§ **Task**
Can you scale the part of the records below that opens with the line containing "Can you see the white panel" and closes with the line containing "[[689, 604]]"? Write out only those lines again, requests included, with every coordinate in the answers multiplied by 1.45 and rounded to a whole number, halves rounding up.

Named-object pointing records
>>>
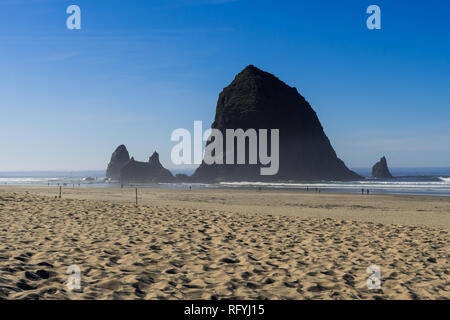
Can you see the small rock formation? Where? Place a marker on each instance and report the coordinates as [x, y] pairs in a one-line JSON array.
[[118, 159], [145, 172], [257, 99], [380, 170]]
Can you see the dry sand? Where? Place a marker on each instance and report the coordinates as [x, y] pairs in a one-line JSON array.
[[208, 244]]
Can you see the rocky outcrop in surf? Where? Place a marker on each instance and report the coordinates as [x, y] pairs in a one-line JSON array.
[[380, 170], [257, 99], [145, 172]]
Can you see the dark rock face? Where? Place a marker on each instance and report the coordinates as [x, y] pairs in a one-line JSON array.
[[118, 159], [257, 99], [145, 172], [380, 170]]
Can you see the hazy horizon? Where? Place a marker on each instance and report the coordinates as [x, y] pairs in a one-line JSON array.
[[134, 74]]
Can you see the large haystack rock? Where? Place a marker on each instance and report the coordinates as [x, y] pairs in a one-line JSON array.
[[258, 100]]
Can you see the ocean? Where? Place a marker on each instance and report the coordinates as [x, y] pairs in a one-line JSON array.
[[418, 181]]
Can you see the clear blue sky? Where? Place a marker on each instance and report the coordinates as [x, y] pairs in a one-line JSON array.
[[137, 70]]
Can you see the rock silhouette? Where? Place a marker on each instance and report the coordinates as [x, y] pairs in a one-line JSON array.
[[118, 159], [145, 172], [257, 99], [380, 170]]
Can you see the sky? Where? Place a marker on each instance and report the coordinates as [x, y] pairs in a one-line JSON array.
[[137, 70]]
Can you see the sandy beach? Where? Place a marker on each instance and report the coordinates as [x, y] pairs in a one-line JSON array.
[[221, 244]]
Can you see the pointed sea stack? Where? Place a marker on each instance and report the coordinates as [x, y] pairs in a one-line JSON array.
[[145, 172], [118, 159], [380, 170], [257, 99]]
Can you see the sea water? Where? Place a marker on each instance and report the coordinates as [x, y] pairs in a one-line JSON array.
[[420, 181]]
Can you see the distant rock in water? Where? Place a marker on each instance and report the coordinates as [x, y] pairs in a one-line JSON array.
[[118, 159], [257, 99], [145, 172], [380, 170]]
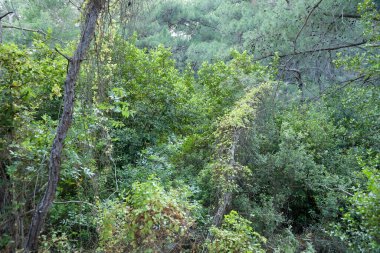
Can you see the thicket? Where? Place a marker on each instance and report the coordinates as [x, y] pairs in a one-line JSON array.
[[221, 126]]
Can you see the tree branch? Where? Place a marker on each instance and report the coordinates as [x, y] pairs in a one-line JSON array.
[[6, 14], [305, 23], [315, 50], [24, 29]]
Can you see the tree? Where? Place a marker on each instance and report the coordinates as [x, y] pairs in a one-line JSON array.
[[92, 12]]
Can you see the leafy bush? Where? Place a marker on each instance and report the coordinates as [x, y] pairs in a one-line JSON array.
[[236, 235], [150, 219]]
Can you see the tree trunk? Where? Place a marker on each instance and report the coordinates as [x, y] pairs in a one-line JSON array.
[[94, 8]]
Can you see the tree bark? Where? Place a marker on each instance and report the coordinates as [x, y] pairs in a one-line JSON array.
[[94, 8]]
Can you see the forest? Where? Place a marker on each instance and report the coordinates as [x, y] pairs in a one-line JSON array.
[[210, 126]]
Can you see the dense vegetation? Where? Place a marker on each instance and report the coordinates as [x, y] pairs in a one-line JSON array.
[[198, 126]]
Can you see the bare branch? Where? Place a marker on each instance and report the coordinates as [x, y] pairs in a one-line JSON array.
[[24, 29], [315, 50], [6, 14], [304, 24]]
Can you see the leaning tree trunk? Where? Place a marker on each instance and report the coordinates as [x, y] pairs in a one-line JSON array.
[[94, 8]]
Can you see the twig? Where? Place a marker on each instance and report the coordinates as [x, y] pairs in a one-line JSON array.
[[74, 202], [315, 50], [304, 24], [24, 29], [62, 54], [6, 14]]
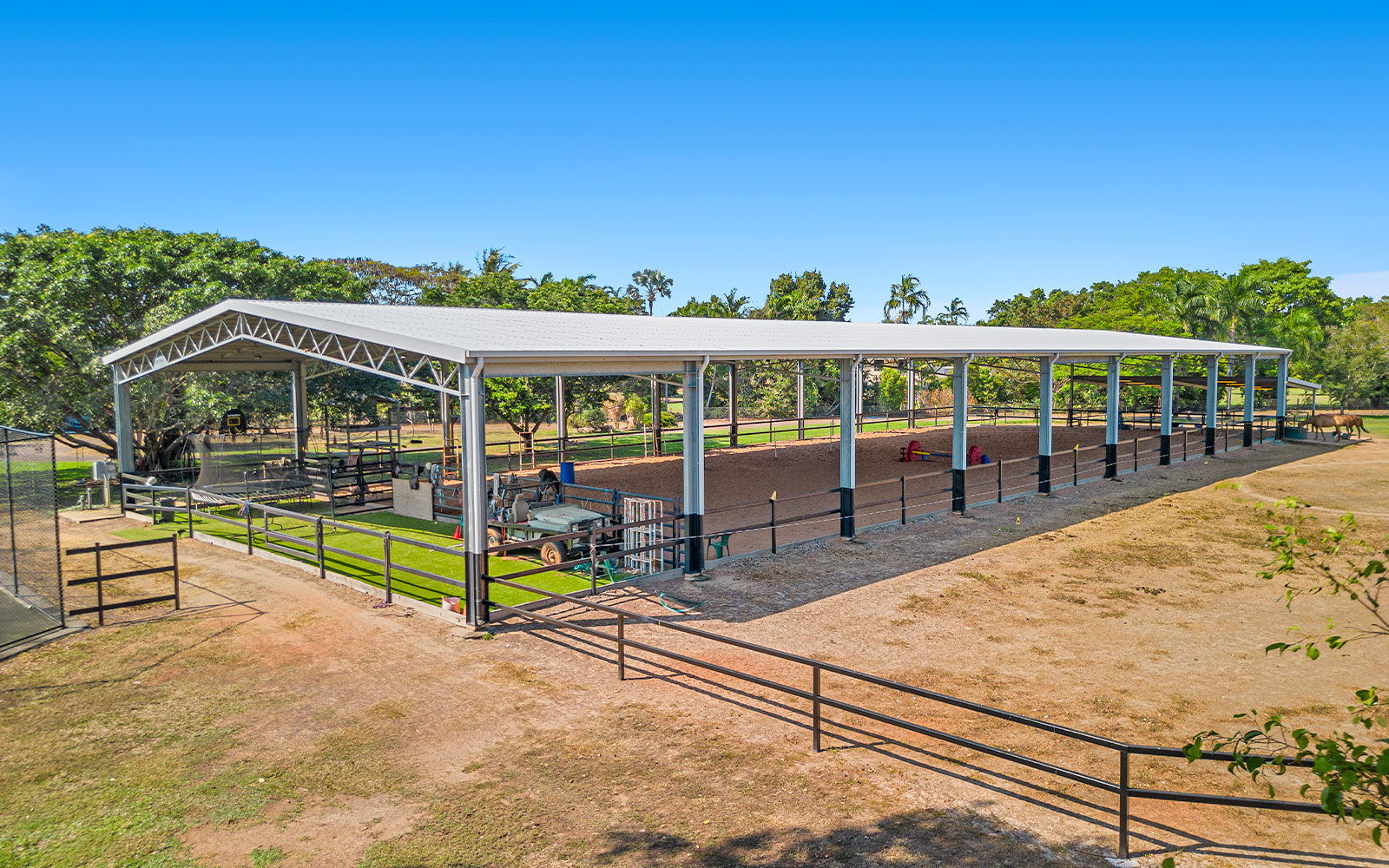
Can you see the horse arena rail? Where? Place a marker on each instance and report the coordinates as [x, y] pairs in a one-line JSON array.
[[31, 569], [993, 483], [102, 576], [879, 503], [820, 700], [516, 455]]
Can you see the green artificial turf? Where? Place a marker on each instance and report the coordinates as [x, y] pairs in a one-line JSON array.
[[402, 553]]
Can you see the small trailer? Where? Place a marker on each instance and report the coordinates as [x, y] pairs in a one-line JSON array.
[[521, 523]]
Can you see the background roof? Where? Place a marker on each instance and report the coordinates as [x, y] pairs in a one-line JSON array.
[[545, 342]]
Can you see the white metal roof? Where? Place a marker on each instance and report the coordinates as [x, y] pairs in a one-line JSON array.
[[545, 342]]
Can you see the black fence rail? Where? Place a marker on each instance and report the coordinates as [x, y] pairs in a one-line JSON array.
[[102, 575], [820, 700], [187, 506]]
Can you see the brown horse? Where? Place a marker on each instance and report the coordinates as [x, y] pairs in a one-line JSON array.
[[1352, 423], [1321, 423]]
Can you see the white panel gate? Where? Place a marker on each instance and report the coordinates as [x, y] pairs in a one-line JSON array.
[[650, 560]]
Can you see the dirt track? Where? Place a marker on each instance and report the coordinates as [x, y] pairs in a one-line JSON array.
[[798, 469], [286, 713]]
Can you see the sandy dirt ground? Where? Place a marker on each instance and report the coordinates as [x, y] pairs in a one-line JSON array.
[[805, 474], [331, 733]]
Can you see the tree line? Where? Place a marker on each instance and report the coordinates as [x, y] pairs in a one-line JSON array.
[[69, 296]]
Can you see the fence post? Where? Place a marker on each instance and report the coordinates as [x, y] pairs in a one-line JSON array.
[[771, 502], [385, 562], [101, 601], [174, 543], [1124, 805], [594, 562]]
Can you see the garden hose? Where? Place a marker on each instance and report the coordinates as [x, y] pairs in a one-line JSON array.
[[689, 604]]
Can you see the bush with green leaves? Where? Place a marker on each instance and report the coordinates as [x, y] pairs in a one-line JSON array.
[[1352, 766]]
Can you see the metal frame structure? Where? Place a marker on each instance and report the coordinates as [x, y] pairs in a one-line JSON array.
[[453, 352]]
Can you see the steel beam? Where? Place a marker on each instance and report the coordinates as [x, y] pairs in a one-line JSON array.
[[1164, 450], [851, 375], [1045, 402], [958, 460], [694, 499]]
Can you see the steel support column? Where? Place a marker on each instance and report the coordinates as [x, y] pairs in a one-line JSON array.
[[800, 400], [1111, 418], [849, 381], [960, 392], [562, 423], [124, 428], [1164, 450], [299, 398], [1212, 402], [472, 462], [912, 393], [1249, 402], [657, 406], [1281, 391], [1045, 400], [694, 500], [733, 403]]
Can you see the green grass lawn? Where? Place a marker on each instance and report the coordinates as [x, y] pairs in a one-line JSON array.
[[402, 555]]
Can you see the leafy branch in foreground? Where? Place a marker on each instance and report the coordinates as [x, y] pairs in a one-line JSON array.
[[1353, 767]]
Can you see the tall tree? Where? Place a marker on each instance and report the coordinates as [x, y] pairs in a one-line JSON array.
[[69, 296], [806, 296], [906, 300], [729, 306], [955, 314], [650, 282]]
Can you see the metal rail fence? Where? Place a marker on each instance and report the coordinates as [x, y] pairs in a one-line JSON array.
[[102, 575], [819, 699], [31, 569]]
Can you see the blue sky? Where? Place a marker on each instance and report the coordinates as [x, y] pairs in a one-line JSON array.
[[985, 153]]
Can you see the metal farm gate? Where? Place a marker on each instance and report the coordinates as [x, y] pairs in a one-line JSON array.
[[31, 573]]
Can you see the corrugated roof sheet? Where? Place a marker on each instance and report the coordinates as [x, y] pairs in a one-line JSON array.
[[541, 337]]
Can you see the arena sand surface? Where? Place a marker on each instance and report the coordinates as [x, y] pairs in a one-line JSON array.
[[285, 720], [805, 476]]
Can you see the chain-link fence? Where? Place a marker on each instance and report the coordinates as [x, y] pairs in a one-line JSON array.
[[31, 573]]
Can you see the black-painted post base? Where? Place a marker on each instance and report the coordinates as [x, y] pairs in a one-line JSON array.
[[694, 545], [476, 608]]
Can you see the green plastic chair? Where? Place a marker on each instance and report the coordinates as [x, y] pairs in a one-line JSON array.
[[719, 545]]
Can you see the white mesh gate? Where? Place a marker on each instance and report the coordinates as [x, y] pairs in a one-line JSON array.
[[649, 560]]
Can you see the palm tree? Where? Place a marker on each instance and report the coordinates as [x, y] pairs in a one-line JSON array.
[[956, 314], [735, 305], [493, 261], [1298, 331], [1220, 307], [650, 282], [906, 300]]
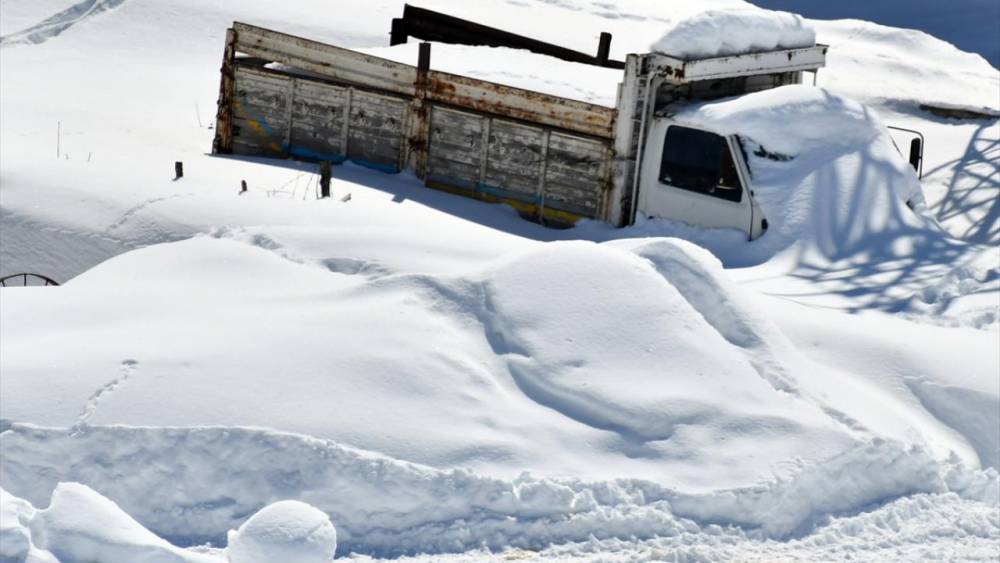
<<<
§ **Reply to the exercise**
Can you see the white panel gate? Where? Place a marker on each instance and report the coordinates as [x, y] pairs in a one-line JSON array.
[[943, 812]]
Can you see the dirt track? Where? Place a marker on each instance and report the coordinates as [x, y] pairs in a one-line JSON array.
[[1157, 680], [415, 1034]]
Can you see the sandy dirt ground? Where? Place a marker on each instance and report the coordinates as [x, y] pairs in a one-line JSON array.
[[1167, 687], [480, 1063]]
Can you see the tree line? Where? Place a marker on each instance and report the coordinates as [x, y] pairs in a one-line JSON array.
[[100, 429]]
Can you see the fence post? Where? Place a marker on each instance and report the coordinates as [x, y] pairs in a one-line JSON array.
[[1118, 728], [558, 815], [146, 871], [252, 787], [1630, 1167], [861, 815]]
Can you see the garden hose? Where? Place a marker on each instance and report the coordinates as [x, y] pairs in a one-line JSON array.
[[999, 876]]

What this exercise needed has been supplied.